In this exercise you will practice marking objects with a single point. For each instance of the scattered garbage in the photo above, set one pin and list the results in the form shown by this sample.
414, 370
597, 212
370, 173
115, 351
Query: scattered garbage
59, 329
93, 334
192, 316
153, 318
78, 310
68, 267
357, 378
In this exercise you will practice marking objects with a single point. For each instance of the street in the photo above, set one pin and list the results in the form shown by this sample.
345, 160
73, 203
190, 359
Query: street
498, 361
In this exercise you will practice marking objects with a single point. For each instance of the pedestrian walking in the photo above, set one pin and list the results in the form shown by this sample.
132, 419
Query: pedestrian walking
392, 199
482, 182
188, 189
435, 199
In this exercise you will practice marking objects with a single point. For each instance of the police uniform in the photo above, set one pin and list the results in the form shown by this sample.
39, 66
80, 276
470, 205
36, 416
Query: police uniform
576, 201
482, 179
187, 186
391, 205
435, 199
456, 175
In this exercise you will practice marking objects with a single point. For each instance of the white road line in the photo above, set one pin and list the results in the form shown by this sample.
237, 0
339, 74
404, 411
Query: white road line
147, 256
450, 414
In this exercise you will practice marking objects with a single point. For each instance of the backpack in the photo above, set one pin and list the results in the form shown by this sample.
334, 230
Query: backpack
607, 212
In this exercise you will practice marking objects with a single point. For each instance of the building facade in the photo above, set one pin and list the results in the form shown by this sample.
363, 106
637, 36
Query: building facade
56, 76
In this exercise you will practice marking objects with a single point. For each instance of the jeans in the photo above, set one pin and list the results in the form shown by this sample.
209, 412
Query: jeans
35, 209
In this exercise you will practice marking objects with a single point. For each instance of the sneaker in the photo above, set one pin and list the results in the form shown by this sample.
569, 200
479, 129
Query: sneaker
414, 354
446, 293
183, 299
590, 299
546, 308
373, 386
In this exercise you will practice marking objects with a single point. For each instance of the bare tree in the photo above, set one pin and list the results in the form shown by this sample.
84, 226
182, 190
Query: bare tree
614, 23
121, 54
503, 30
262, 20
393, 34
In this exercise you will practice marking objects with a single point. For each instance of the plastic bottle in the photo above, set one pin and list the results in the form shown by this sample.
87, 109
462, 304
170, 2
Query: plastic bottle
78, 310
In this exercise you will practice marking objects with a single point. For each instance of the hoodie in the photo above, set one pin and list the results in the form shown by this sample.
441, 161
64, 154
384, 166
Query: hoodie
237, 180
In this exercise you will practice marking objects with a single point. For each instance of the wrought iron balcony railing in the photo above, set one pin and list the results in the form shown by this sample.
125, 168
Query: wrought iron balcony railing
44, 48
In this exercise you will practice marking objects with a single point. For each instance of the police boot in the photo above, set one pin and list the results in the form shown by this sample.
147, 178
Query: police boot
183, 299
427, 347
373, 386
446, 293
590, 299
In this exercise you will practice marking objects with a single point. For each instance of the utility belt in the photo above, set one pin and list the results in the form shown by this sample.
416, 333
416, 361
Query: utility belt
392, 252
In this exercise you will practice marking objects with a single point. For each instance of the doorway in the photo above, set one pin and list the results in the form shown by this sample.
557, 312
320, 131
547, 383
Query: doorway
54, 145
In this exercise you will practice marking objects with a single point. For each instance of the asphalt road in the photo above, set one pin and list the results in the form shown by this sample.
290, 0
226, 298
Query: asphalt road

◆ **Given instruction**
Your output consists solely of the lines from the one with "the police boot" through the last line, copied exactly.

◆ **Output below**
In this exercise you will practice marking objects with a single point. For each instance of the police boot in the photo above, set one pin and list the results in the form shown by this sample.
147, 178
Query: police boot
183, 299
427, 347
373, 386
446, 293
590, 299
In this exercise you will practice marking objects with a single point. For each instance of the utility belt in the photo above, set one pin and list the results in the form shown by this sample.
416, 333
416, 361
Query: utility belt
392, 252
In this exercise you will practice marking objects with a single point. For each instance of the doorway in the photo above, set one pin and list the results in the form shown by this sample.
557, 312
320, 131
547, 383
Query: doorway
54, 145
In this exercise you will practice marking objects with a single point. For each instance of the asphalt road in the photo above, set one pin and list the results in the form shown by this sample.
290, 0
226, 298
Query: asphalt road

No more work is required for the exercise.